Records for this exercise:
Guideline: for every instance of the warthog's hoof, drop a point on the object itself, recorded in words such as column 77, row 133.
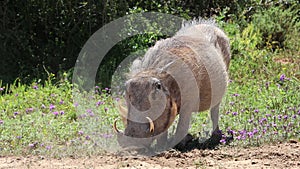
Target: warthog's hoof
column 190, row 143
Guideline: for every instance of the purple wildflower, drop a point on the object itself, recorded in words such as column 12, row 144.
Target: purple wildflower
column 51, row 107
column 92, row 114
column 279, row 117
column 43, row 106
column 268, row 115
column 99, row 103
column 28, row 110
column 234, row 113
column 223, row 141
column 107, row 135
column 250, row 134
column 48, row 147
column 267, row 84
column 55, row 113
column 236, row 94
column 80, row 132
column 282, row 77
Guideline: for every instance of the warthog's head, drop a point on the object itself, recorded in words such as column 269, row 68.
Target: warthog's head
column 153, row 100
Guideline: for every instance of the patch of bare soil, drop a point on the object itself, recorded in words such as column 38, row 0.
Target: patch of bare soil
column 283, row 155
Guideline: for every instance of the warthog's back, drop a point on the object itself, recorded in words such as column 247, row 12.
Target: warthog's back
column 204, row 48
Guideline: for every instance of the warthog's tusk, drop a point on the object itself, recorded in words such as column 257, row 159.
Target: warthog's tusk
column 151, row 129
column 115, row 127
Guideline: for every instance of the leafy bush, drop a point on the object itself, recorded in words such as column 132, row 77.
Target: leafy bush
column 277, row 24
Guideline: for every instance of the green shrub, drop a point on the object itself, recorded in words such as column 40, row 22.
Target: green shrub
column 277, row 24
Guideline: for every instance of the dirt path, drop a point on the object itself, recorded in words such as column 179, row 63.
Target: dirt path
column 285, row 155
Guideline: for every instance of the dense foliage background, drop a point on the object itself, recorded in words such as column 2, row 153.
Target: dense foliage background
column 37, row 36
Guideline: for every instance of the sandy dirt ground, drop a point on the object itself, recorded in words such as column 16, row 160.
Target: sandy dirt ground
column 281, row 155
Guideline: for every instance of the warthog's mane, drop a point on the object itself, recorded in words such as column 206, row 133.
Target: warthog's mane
column 154, row 54
column 203, row 48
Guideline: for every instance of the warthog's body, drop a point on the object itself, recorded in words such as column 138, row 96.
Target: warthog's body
column 179, row 75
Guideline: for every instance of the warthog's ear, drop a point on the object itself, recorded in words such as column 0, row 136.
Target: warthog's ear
column 123, row 112
column 173, row 113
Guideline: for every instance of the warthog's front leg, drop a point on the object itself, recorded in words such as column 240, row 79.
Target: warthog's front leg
column 214, row 115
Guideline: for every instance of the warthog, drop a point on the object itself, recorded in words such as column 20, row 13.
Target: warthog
column 179, row 75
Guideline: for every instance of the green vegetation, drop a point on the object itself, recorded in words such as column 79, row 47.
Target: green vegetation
column 262, row 104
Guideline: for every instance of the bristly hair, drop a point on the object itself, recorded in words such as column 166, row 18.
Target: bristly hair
column 196, row 21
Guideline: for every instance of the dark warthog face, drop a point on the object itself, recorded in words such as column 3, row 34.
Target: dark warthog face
column 151, row 108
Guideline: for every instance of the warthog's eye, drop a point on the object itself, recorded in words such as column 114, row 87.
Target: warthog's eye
column 157, row 85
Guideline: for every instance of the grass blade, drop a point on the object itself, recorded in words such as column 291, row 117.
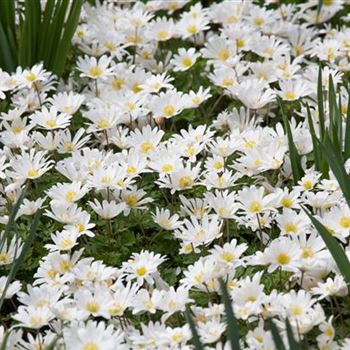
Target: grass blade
column 347, row 131
column 337, row 165
column 18, row 262
column 334, row 247
column 232, row 324
column 320, row 104
column 293, row 344
column 295, row 158
column 65, row 43
column 276, row 335
column 195, row 337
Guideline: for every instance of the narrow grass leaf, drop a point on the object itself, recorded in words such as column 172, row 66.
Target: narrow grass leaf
column 276, row 335
column 320, row 103
column 232, row 324
column 18, row 262
column 347, row 131
column 334, row 247
column 293, row 344
column 336, row 163
column 195, row 337
column 295, row 158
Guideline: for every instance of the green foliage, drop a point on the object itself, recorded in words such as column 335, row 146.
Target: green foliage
column 42, row 34
column 295, row 158
column 232, row 327
column 26, row 246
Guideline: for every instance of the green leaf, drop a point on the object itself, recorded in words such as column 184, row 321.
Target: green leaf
column 320, row 103
column 65, row 43
column 293, row 344
column 276, row 335
column 3, row 344
column 337, row 165
column 232, row 324
column 334, row 247
column 295, row 158
column 347, row 131
column 18, row 262
column 319, row 7
column 195, row 337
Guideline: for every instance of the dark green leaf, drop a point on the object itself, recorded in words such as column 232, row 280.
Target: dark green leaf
column 334, row 247
column 232, row 324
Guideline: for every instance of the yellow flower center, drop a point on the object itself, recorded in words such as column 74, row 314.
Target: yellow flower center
column 224, row 54
column 192, row 29
column 146, row 147
column 130, row 200
column 32, row 173
column 345, row 222
column 187, row 62
column 329, row 332
column 167, row 168
column 4, row 258
column 70, row 196
column 103, row 123
column 218, row 165
column 131, row 170
column 255, row 207
column 283, row 259
column 307, row 185
column 240, row 43
column 250, row 144
column 51, row 123
column 287, row 202
column 185, row 181
column 66, row 243
column 116, row 309
column 141, row 271
column 95, row 72
column 227, row 256
column 307, row 253
column 296, row 310
column 162, row 35
column 259, row 21
column 169, row 110
column 91, row 346
column 118, row 83
column 31, row 77
column 36, row 321
column 92, row 307
column 199, row 277
column 290, row 228
column 106, row 180
column 290, row 95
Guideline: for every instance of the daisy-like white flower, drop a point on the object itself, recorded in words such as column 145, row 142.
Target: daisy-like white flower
column 185, row 59
column 254, row 201
column 167, row 104
column 184, row 177
column 143, row 266
column 107, row 210
column 33, row 317
column 12, row 289
column 95, row 69
column 164, row 219
column 255, row 93
column 67, row 193
column 34, row 77
column 93, row 336
column 29, row 166
column 68, row 103
column 292, row 90
column 146, row 140
column 50, row 119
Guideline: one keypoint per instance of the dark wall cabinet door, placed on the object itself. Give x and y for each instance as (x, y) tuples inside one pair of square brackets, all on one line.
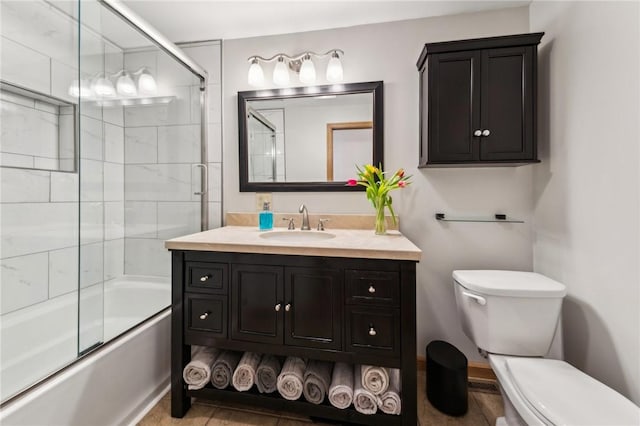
[(313, 310), (256, 303), (478, 100)]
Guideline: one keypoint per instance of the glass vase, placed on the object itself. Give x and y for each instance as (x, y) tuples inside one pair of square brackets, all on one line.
[(381, 223)]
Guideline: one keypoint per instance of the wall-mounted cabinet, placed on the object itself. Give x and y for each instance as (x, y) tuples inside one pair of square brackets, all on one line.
[(478, 102)]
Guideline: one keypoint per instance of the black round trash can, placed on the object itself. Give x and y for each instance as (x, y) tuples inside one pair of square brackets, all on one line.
[(447, 378)]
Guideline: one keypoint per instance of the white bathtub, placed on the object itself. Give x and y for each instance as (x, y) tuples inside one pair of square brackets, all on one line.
[(114, 384)]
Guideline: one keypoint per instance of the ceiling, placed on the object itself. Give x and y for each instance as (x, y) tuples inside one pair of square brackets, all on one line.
[(189, 20)]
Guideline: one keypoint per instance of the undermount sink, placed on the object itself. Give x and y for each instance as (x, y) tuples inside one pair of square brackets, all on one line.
[(297, 236)]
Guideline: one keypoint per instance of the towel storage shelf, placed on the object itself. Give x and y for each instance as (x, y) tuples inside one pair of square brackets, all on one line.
[(308, 306)]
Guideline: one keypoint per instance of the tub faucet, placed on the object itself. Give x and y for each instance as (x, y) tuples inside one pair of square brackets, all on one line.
[(305, 218)]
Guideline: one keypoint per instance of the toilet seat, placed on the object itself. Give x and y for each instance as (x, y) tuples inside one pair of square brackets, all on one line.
[(560, 394)]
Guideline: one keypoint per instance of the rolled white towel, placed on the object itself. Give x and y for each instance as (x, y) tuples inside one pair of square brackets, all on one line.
[(363, 401), (291, 378), (223, 368), (267, 374), (390, 401), (375, 379), (197, 372), (341, 389), (317, 378), (245, 373)]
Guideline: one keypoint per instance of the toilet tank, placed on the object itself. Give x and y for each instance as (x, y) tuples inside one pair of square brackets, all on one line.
[(508, 312)]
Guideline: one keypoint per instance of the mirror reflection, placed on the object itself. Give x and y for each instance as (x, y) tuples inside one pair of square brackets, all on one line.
[(292, 139)]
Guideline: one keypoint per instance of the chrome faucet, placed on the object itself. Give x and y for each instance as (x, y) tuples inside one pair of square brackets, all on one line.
[(305, 218)]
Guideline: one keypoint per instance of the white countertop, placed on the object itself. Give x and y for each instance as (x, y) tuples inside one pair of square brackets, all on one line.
[(354, 243)]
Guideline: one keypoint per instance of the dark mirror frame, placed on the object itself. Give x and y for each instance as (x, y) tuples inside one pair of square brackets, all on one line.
[(374, 87)]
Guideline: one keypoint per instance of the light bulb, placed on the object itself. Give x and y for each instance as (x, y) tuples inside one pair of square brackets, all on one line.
[(307, 71), (147, 84), (102, 87), (125, 85), (256, 75), (334, 69), (281, 73)]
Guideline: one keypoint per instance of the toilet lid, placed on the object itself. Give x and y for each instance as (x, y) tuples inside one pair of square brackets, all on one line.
[(509, 283), (564, 395)]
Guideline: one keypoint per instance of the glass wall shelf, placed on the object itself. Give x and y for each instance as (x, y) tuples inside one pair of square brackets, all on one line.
[(496, 218)]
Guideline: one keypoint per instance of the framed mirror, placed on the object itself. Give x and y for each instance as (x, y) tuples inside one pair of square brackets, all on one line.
[(309, 138)]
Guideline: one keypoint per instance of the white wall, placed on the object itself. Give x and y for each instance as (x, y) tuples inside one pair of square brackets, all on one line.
[(389, 52), (587, 188)]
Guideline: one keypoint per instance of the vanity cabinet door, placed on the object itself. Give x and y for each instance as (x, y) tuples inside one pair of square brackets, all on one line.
[(313, 308), (257, 303)]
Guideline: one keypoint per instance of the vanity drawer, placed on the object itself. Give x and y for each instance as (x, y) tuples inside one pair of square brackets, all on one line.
[(373, 330), (372, 287), (206, 314), (204, 277)]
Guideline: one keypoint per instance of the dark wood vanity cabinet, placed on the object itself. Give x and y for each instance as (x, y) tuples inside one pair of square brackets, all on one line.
[(360, 311), (478, 101)]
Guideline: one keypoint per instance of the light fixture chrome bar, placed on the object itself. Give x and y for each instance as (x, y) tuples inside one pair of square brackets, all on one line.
[(295, 57), (148, 30)]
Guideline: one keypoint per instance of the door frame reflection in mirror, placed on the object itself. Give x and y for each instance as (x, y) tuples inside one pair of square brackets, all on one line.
[(375, 88)]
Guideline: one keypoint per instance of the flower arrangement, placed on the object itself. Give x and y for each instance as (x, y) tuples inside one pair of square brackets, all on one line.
[(378, 187)]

Work item:
Reproduce the opening lines of the material above exactly, ending with the line that contains "Guideline: for every instance of the purple". Omit every picture.

Exercise solution:
Guideline: for every instance of the warthog's hoof, drop a point on the object itself, recorded in words such as column 77, row 133.
Target: warthog's hoof
column 190, row 143
Guideline: for every instance of the purple wildflower, drop a point on the object itself, recorded in words such as column 12, row 144.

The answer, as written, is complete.